■ Given data
## Start
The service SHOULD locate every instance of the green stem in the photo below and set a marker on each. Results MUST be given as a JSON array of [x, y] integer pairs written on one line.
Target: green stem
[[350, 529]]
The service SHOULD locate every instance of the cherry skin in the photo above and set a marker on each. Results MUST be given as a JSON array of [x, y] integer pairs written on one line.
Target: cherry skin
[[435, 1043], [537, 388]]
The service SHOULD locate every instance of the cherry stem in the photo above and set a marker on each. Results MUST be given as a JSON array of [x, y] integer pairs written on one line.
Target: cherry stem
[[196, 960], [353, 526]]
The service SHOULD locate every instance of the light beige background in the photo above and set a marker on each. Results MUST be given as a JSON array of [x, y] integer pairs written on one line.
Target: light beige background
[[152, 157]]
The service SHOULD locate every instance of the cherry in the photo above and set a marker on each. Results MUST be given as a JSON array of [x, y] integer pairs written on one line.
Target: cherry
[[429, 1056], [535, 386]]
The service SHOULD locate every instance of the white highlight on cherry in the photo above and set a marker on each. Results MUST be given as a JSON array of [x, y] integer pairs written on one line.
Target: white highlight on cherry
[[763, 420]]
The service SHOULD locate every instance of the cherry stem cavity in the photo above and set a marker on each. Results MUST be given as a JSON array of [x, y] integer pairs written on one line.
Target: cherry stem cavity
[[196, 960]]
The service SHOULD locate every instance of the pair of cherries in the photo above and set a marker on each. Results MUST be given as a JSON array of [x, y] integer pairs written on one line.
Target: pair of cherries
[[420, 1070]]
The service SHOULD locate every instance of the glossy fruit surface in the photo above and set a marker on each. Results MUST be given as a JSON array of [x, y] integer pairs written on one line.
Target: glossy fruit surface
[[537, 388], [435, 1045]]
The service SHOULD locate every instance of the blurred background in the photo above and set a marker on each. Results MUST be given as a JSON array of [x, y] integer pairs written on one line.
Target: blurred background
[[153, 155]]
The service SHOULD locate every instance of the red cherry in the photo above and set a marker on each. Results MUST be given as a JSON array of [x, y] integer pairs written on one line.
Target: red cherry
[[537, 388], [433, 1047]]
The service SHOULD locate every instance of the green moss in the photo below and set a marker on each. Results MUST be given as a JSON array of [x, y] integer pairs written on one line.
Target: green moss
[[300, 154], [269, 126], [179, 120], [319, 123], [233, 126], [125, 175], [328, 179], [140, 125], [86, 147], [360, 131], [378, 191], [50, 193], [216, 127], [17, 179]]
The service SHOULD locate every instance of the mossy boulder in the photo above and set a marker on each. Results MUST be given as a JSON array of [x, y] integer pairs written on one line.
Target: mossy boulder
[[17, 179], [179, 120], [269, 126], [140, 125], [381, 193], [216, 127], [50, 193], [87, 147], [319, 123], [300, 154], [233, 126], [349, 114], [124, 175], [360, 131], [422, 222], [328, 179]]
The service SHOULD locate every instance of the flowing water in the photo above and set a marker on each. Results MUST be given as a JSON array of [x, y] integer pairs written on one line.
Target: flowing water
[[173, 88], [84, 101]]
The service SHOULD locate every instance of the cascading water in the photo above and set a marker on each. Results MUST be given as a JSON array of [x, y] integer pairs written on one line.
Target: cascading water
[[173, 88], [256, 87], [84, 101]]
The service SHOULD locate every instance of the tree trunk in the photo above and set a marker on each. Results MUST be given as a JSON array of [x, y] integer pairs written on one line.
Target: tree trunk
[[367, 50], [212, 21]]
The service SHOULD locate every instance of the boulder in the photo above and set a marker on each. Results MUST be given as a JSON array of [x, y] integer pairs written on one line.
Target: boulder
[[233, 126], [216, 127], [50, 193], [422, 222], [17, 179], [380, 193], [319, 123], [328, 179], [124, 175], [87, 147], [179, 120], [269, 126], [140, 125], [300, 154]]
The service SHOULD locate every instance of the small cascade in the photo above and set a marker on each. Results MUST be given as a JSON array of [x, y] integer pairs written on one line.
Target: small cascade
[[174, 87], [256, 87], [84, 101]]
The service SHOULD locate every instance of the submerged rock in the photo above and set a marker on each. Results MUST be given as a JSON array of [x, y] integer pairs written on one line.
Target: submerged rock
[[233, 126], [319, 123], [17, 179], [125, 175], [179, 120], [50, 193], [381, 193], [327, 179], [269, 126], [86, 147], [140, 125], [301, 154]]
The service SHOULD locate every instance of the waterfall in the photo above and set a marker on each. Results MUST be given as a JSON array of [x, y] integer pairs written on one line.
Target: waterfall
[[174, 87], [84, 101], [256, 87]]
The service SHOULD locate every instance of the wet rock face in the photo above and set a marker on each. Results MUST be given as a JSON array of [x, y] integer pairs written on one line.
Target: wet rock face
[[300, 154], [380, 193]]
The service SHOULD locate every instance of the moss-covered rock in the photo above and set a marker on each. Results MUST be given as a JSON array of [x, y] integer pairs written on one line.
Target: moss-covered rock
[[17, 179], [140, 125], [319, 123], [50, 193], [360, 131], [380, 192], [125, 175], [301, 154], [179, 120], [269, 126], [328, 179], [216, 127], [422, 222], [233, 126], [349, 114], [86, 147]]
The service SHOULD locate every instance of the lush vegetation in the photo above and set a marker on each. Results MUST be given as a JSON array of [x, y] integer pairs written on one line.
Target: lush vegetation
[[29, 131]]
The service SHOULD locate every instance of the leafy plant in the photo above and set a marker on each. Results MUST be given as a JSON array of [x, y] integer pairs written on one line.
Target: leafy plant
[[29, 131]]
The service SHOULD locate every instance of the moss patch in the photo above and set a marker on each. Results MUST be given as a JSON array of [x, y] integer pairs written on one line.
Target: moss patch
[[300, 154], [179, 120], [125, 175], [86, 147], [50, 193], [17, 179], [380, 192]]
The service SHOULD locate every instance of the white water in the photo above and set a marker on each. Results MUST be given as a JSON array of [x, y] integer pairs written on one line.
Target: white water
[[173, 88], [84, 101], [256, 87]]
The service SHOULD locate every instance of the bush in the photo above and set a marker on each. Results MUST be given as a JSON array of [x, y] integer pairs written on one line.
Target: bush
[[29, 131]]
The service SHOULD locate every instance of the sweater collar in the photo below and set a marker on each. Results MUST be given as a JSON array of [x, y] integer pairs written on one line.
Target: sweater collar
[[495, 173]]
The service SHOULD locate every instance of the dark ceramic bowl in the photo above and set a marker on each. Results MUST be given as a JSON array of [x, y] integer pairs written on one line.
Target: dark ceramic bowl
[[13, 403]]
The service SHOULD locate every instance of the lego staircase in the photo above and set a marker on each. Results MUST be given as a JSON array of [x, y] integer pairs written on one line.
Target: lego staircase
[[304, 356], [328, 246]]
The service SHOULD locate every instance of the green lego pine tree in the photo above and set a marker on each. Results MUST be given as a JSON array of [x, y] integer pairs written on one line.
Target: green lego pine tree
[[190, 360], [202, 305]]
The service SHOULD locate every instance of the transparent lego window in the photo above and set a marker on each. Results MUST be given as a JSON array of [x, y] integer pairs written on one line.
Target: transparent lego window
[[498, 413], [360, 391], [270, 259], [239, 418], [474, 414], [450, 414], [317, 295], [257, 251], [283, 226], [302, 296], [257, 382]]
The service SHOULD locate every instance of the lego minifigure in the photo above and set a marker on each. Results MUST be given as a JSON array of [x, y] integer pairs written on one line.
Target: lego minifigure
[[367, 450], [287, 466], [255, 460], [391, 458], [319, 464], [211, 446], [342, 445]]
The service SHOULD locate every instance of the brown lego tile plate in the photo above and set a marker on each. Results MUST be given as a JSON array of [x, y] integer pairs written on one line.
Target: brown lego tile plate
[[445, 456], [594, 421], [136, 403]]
## End
■ What you have to do
Rewrite every record above as a numbered list, leaving out blank lines.

■ Correct output
1. The service SHOULD locate every instance of the green stem in the photo below and set a marker on each. Results MUST be given as a JSON array of [x, y] integer pairs written on one line.
2. Target: green stem
3. [[350, 529]]
4. The service SHOULD locate every instance of the cherry skin in the photo above and set a marker on each. Results MUST be given as a JSON array of [x, y] integer pairs written on one line.
5. Target: cherry skin
6. [[435, 1043], [537, 388]]
7. The service SHOULD locate every instance of the cherry stem in the photo above and set a marker on each. Results MUST be given as a JSON array of [x, y] integer pairs written on one line.
8. Target: cherry stem
9. [[196, 960], [353, 526]]
10. The service SHOULD locate every instance of the light beige background in the photo above and set a marker on each. Results MUST be given as a JSON array of [x, y] integer pairs written on one line.
11. Target: light beige background
12. [[152, 157]]
13. The service SHOULD locate every instance of the cherry in the photo above and set a marker on each. Results MUST be given as a JSON array of [x, y] integer pairs written on one line.
14. Target: cherry
15. [[429, 1056], [535, 386]]
16. The service SHOULD locate every instance of the white highlight on cherry in the photo above and set a marker on each. Results MUST be given as a JSON array of [x, y] integer pairs written on one line.
17. Target: white highlight on cherry
18. [[763, 420]]
19. The service SHOULD locate every instance of the cherry stem cavity in the photo above and set a marker on each. Results MUST be given as a JSON array of [x, y] integer pairs written on one line.
20. Target: cherry stem cavity
21. [[196, 960]]
22. The service SHOULD locate every instance of the pair of cherries in the photo above and set a marker on each. Results MUST be given as a JSON array of [x, y] integer pairs written on one line.
23. Target: pair of cherries
24. [[420, 1070]]
25. The service SHOULD locate every instance of the glossy fruit surface in the photo above and set a marker on each. Results MUST be given as a JSON array of [x, y] integer pairs written on one line.
26. Target: glossy fruit surface
27. [[537, 388], [435, 1045]]
28. The service SHOULD locate every instance of the blurred background in the photo above and set a marker on each. Results MUST be given as a JSON array of [x, y] integer pairs written on one line.
29. Target: blurred background
30. [[153, 155]]
31. The service SHOULD locate every instance of the red cherry in the photo above and set a marker on each. Results MUST be given as a JSON array of [x, y] integer pairs written on one line.
32. Target: red cherry
33. [[537, 388], [433, 1047]]
34. The service SHOULD locate every instance of the green moss in the photo below and set a marker on each. Results MUST be given as a JSON array of [x, y] integer pairs written on one line.
35. Target: green moss
36. [[300, 154], [269, 126], [179, 120], [319, 123], [233, 126], [125, 175], [328, 179], [140, 125], [86, 147], [360, 131], [378, 191], [50, 193], [216, 127], [17, 179]]
37. The service SHOULD locate every instance of the mossy boulder in the photo above and set a marker on each. Results MUST be given as a JSON array of [x, y] integer pairs written on one line.
38. Target: mossy boulder
39. [[17, 179], [179, 120], [269, 126], [140, 125], [381, 193], [216, 127], [50, 193], [87, 147], [319, 123], [300, 154], [233, 126], [349, 114], [124, 175], [360, 131], [422, 222], [328, 179]]
40. The service SHOULD locate every instance of the flowing water in the photo above and set a marker on each. Results MUST be given as a JSON array of [x, y] integer pairs written on one line.
41. Target: flowing water
42. [[173, 88], [84, 101]]
43. The service SHOULD locate every instance of the cascading water in the photo above and set a marker on each. Results MUST be given as a JSON array of [x, y] integer pairs written on one line.
44. Target: cascading water
45. [[173, 88], [256, 87], [84, 101]]
46. The service SHOULD locate every instance of the tree trunk in the photo above and set a marker on each. Results MUST be given as a JSON array of [x, y] integer pairs written on one line.
47. Target: tree trunk
48. [[367, 50], [212, 21]]
49. The service SHOULD locate every instance of the boulder in the photo above and set a marker on each. Results MUST be given as a JSON array of [x, y] integer pairs written on one line.
50. Target: boulder
51. [[233, 126], [216, 127], [50, 193], [422, 222], [17, 179], [380, 193], [319, 123], [328, 179], [124, 175], [87, 147], [179, 120], [269, 126], [140, 125], [300, 154]]
52. The service SHOULD locate every instance of the small cascade in the photo above and set a marker on each. Results MUST be given as a JSON array of [x, y] integer pairs written on one line.
53. Target: small cascade
54. [[174, 87], [256, 87], [84, 101]]
55. The service SHOULD locate every instance of the submerged rock in the photo above and set a marker on each. Results MUST be given as a JSON array of [x, y] integer pairs written on one line.
56. Target: submerged rock
57. [[233, 126], [319, 123], [17, 179], [125, 175], [179, 120], [50, 193], [381, 193], [327, 179], [269, 126], [86, 147], [140, 125], [301, 154]]
58. The service SHOULD locate every instance of the waterfall in the photo above and set a marker on each. Results MUST be given as a JSON array of [x, y] integer pairs written on one line.
59. Target: waterfall
60. [[174, 87], [84, 101], [256, 87]]
61. The service SHOULD locate every instance of the wet rock face in the photo above and set a marker on each. Results MUST be given as a JSON array of [x, y] integer pairs written on one line.
62. Target: wet rock face
63. [[300, 154], [380, 193]]
64. The service SHOULD locate every instance of the moss-covered rock in the photo above and set a marker on each. Results MUST be given as a JSON array of [x, y] integer pairs written on one line.
65. Target: moss-covered rock
66. [[17, 179], [140, 125], [319, 123], [50, 193], [360, 131], [380, 192], [125, 175], [301, 154], [179, 120], [269, 126], [328, 179], [216, 127], [422, 222], [233, 126], [349, 114], [86, 147]]
67. The service SHOULD locate every instance of the lush vegetation in the photo above and set a marker on each. Results MUST be given as a JSON array of [x, y] integer pairs written on one line.
68. Target: lush vegetation
69. [[29, 131]]
70. The service SHOULD locate every instance of the leafy plant in the photo above and set a marker on each. Results MUST be given as a JSON array of [x, y] integer pairs written on one line.
71. Target: leafy plant
72. [[29, 131]]
73. The service SHOULD locate every instance of the moss patch in the photo above and set a marker on each. Results MUST be given as a JSON array of [x, y] integer pairs written on one line.
74. Target: moss patch
75. [[300, 154], [179, 120], [125, 175], [86, 147], [50, 193], [17, 179], [380, 192]]
76. The service SHOULD locate every instance of the white water in the photo above and set a marker on each. Results MUST be given as a JSON array of [x, y] integer pairs written on one line.
77. Target: white water
78. [[173, 88], [84, 101], [256, 87]]
79. The service SHOULD locate every instance of the bush in the photo above and set a marker on each. Results MUST be given as a JSON array of [x, y] integer pairs written on one line.
80. Target: bush
81. [[29, 131]]
82. The service SHOULD locate every instance of the sweater collar in the photo below and set a marker on each. Results MUST be given as a JSON array of [x, y] integer pairs written on one line.
83. Target: sweater collar
84. [[495, 173]]
85. The service SHOULD locate every instance of the dark ceramic bowl in the photo above and set a marker on each. Results MUST be given as a JSON array of [x, y] integer pairs written on one line.
86. Target: dark ceramic bowl
87. [[13, 403]]
88. The service SHOULD locate every instance of the lego staircase in the photo above and set a marker on each. Results MUST be given as a JSON array of [x, y] integer pairs written on one line.
89. Target: lego staircase
90. [[304, 356], [328, 246]]
91. The service SHOULD locate every instance of the green lego pine tree in the photo above and set a marker on each. Results MUST be given as a JSON array of [x, y] integer pairs written on one line.
92. Target: green lego pine tree
93. [[190, 360], [202, 305]]
94. The service SHOULD locate every instance of the transparent lego window in the photo above and set a marker on each. Results MUST be given as a JSON array of [x, y] integer pairs written on one line.
95. Target: transparent lego window
96. [[498, 413], [360, 391], [270, 259], [239, 418], [474, 414], [450, 414], [317, 295], [257, 251], [283, 226], [302, 296], [257, 382]]
97. The service SHOULD locate every instance of the lego minifigure in the photo above and set a marker on each. Results MUST be given as a JSON array of [x, y] integer pairs written on one line.
98. Target: lego minifigure
99. [[367, 450], [287, 466], [255, 460], [391, 458], [319, 464], [211, 446], [342, 445]]
100. The service SHOULD locate every instance of the brown lego tile plate in the photo above and set a marker on each. Results MUST be given as a JSON array of [x, y] integer pairs written on one line.
101. Target: brown lego tile plate
102. [[445, 456], [594, 421], [136, 403]]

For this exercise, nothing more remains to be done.